В это время Ильичев сказал: "Не этот главный, а вот этот!" И указал на меня. Я вынужден был выйти из толпы и предстать перед глазами Хрущева. Тогда Хрущев обрушился на меня с криком, именно тогда он сказал, что я гомосексуалист.
Эта "шутка" стала довольно известной, она много раз повторялась на Западе. Я извинился перед Фурцевой, которая стояла рядом со мной, и сказал: "Никита Сергеевич, дайте мне сейчас девушку, и я вам докажу, какой я гомосексуалист". Он расхохотался. После этого Шелепин, курирующий КГБ, заявил, что я невежливо разговариваю с премьером и что я у них еще поживу на урановых рудниках. На что я ответил - и это было именно так, это есть в стенограмме: "Вы не знаете, с кем вы разговариваете, вы разговариваете с человеком, который может каждую минуту сам себя шлепнуть. И ваших угроз я не боюсь!" Я увидел в глазах Хрущева живой интерес. Именно тогда я повернулся и сказал, что буду разговаривать только у своих работ, и направился в свою комнату, внутренне не веря, что Хрущев последует за мной. Но он пошел за мной, и двинулась вся свита и толпа.
И вот в моей-то комнате и начался шабаш. Шабаш начался с того, что Хрущев заявил, что я проедаю народные деньги, а произвожу дерьмо! Я же утверждал, что он ничего не понимает в искусстве. Разговор был долгий, но в принципе он сводился к следующему: я ему доказывал, что его спровоцировали и что он предстает в смешном виде, поскольку он не профессионал, не критик и даже эстетически безграмотен. (Я сейчас не помню слов и говорю о смысле.) Он же утверждал обратное. Какие же были у него аргументы? Он говорил: "Был я шахтером - не понимал, был я политработником - не понимал, был я тем - не понимал. Ну вот сейчас я глава партии и премьер и все не понимаю? Для кого же вы работаете?"
Должен подчеркнуть, что, разговаривая с Хрущевым, я ощущал, что динамизм его личности соответствовал моему динамизму, и мне, несмотря на ужас, который царил в атмосфере, разговаривать с ним было легко, это был разговор, адекватный моему внутреннему ритму. Опасность, напряженность и прямота соответствовали тому, на что я мог отвечать. Обычно чиновники говорят витиевато, туманно, на каком-то своем жаргоне, избегая резкостей. Хрущев говорил прямо, неквалифицированно, но прямо, что давало мне возможность прямо ему отвечать. И я ему говорил, что это провокация, направленная не только против либерализации, не только против интеллигенции, не только против меня, но и против него.
Как мне казалось, это находило в его сердце некоторый отклик, хотя не мешало ему по-прежнему нападать на меня. И интереснее всего то, что, когда я говорил честно, прямо, открыто и то, что я думаю, - я его загонял в тупик. Но стоило мне начать хоть чуть-чуть лицемерить, он это тотчас чувствовал и сразу брал верх.

- **Задания**:
1) Перепишите дословно отрывок из фрагмента о разговоре с Хрущевым между словами "Как мне казалось, это" и "сразу брал верх.", включая их.
2) Проверьте по фрагменту о разговоре с Хрущевым утверждения: (а) Хрущев назвал автора гомосексуалистом; (б) Хрущев говорил витиевато и туманно; (в) Хрущев не пошел в комнату автора. Для каждого ответьте «да» или «нет» и приведите точную цитату, которая это решает.
3) Напишите продолжение фрагмента о разговоре с Хрущевым, начиная сразу после его последнего предложения.
Записи никак не связаны с фрагментом о разговоре с Хрущевым.

- **Записи набора данных**:

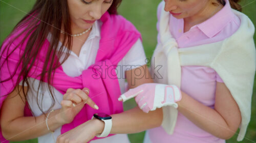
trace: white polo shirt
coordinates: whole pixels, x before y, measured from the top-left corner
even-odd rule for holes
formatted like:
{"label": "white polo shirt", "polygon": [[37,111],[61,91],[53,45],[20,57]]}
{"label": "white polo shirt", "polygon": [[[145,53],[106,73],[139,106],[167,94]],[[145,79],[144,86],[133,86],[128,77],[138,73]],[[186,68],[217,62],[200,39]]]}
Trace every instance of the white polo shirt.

* * *

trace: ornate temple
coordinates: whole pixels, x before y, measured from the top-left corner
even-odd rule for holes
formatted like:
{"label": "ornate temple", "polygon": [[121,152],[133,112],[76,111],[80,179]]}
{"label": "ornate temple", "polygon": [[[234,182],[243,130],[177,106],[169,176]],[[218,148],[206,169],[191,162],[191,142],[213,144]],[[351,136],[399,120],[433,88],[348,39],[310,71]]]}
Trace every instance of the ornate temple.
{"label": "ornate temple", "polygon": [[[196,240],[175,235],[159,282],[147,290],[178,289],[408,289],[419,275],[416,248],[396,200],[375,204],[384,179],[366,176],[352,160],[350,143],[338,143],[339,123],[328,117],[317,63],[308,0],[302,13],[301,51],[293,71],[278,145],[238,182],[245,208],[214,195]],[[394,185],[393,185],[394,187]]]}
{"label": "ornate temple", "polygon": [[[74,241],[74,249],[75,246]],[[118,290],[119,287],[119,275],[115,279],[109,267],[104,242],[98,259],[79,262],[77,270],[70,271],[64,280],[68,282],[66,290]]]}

- **Ответы**:
1)
Как мне казалось, это находило в его сердце некоторый отклик, хотя не мешало ему по-прежнему нападать на меня. И интереснее всего то, что, когда я говорил честно, прямо, открыто и то, что я думаю, - я его загонял в тупик. Но стоило мне начать хоть чуть-чуть лицемерить, он это тотчас чувствовал и сразу брал верх.

2)
(а) Да: «именно тогда он сказал, что я гомосексуалист».
(б) Нет: «Хрущев говорил прямо, неквалифицированно, но прямо».
(в) Нет: «Но он пошел за мной, и двинулась вся свита и толпа».

3)
Вот один только пример. Я сказал: "Никита Сергеевич, вы меня ругаете как коммунист, вместе с тем, есть же коммунисты, которые и поддерживают мое творчество, например, Пикассо, Ренато Гутузо". И я перечислил многие ангажированные и уважаемые в СССР фамилии. Он хитро прищурился и сказал: "А вас лично это волнует, что они коммунисты?" И я соврал: "Да!" Если бы я был честным, я должен был сказать: "Мне плевать, мне важно, что это большие художники!" Словно почувствовав все это, он продолжал: "Ах, вас это волнует! Тогда все ясно, пусть вас это не волнует, мне ваши работы не нравятся, а я в мире коммунист номер один!"
Между тем, были минуты, когда он говорил откровенно то, что не выговаривается партией вообще. Например, когда я опять начал ссылаться на свои европейские и мировые успехи, он сказал: "Неужели вы не понимаете, что все иностранцы - враги?" Прямо и по-римски просто!
Организаторы провокации совсем не предусматривали такую возможность что я смогу в чем-то убеждать Хрущева. Они хотели, чтобы Хрущев проехался по нам, как танк, не оставив мокрого места. Но раз он со мной разговаривал, значит, вступал в дискуссию. А раз он вступал в дискуссию, значит, слышал то, что не должен был слышать, а я распоясался и говорил то, что думаю. Мне хотелось каким-то образом одернуть хулиганствующих функционеров. Серову я просто сказал: "А ты, бандит, не мешай мне разговаривать с премьером, с тобой мы поговорим потом!"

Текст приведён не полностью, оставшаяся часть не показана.